### Written task
Extract the complete listing and output it unchanged.

### Records for processing
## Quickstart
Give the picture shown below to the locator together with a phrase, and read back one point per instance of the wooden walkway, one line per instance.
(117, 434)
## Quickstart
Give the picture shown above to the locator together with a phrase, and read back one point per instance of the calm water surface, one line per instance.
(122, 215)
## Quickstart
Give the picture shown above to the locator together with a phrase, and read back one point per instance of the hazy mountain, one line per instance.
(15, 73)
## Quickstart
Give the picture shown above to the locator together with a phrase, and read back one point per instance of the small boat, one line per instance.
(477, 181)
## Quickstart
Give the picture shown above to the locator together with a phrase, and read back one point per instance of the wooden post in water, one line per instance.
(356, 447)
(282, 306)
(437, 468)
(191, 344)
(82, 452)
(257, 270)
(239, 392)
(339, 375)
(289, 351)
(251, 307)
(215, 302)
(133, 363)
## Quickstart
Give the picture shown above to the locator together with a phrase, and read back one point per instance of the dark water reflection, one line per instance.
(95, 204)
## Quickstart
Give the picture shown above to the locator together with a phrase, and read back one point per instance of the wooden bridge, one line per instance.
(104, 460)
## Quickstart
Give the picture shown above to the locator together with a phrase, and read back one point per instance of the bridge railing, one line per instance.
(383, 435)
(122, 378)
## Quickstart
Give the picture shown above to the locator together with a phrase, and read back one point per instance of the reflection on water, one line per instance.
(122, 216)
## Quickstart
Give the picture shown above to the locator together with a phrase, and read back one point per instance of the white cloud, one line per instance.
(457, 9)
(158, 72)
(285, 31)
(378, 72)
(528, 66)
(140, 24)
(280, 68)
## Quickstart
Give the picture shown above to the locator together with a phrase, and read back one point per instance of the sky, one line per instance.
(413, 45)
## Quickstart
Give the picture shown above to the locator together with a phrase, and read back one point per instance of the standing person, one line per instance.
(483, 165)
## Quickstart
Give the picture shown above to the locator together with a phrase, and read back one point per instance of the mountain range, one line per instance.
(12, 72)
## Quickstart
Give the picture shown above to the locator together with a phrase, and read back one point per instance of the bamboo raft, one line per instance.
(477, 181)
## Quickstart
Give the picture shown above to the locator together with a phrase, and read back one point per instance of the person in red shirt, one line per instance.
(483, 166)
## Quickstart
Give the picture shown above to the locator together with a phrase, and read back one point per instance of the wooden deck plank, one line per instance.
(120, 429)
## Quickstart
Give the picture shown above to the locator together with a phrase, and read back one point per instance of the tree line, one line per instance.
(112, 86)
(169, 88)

### Task response
## Quickstart
Give the picture shown below to the locator together with a phrase, and read back one point per instance of the wooden walkway, one line per instance.
(117, 434)
## Quickstart
Give the picture shown above to the locator together with a phrase, and read back one point per instance of the calm water surface, one line per instance.
(122, 215)
## Quickstart
Give the picture shown above to the locator together with a phrase, and read back one point per instance of the hazy mountain, one line per instance.
(15, 73)
## Quickstart
Give the picture shown above to the locator together with a phrase, and read back one point per instance of the small boat, one line per instance.
(477, 181)
## Quickstart
Give the picture shown above to the locator together with a phrase, and read back one point per instance of the wooden post in water, one line per instance.
(356, 447)
(282, 306)
(437, 468)
(191, 344)
(82, 452)
(257, 270)
(239, 392)
(339, 375)
(289, 351)
(251, 307)
(215, 302)
(133, 363)
## Quickstart
Give the picture shown above to the locator together with a phrase, and read back one point per instance of the dark water reflection, one line per instance.
(95, 204)
## Quickstart
Give the picture shown above to the locator together with a phrase, and read back one point per instance of the wooden bridge, one line per instance.
(104, 460)
## Quickstart
Give the picture shown above to the locator together with a phrase, and read back one point per instance of the bridge railing, one line per instance.
(383, 435)
(122, 378)
## Quickstart
Give the picture shown above to the locator together with a phrase, and read back one point per instance of the reflection on water, one line per instance.
(122, 216)
## Quickstart
Give the picture shown above to the locator together with a phrase, and read back one point per instance of the white cloud, one line per instance.
(457, 9)
(158, 72)
(285, 31)
(378, 72)
(528, 66)
(140, 24)
(280, 68)
## Quickstart
Give the picture shown above to the locator together with a phrase, and read back one point per instance of the sky, one line per instance.
(413, 45)
## Quickstart
Give the picture shown above to the locator together with a phrase, and read back one point per instance of the standing person, one line per instance.
(483, 165)
## Quickstart
Give the picture shown above to the locator together with a phrase, and read back one point per instance of the mountain range, one line per instance.
(12, 72)
## Quickstart
Give the picture shown above to the locator together with a phrase, and read back one point per instance of the bamboo raft, one line per instance.
(477, 181)
## Quickstart
Give the picture shown above to the locator together with a phrase, and read back one point per instance of the person in red shirt, one line per instance.
(483, 166)
## Quickstart
Give the picture shown above to the locator together with a phrase, and read back one point per instance of the wooden deck plank, one line per instance.
(120, 429)
## Quickstart
Give the picture shown above to the locator together with a phrase, and read back one point per instance of the tree line, one line per instance.
(112, 86)
(169, 88)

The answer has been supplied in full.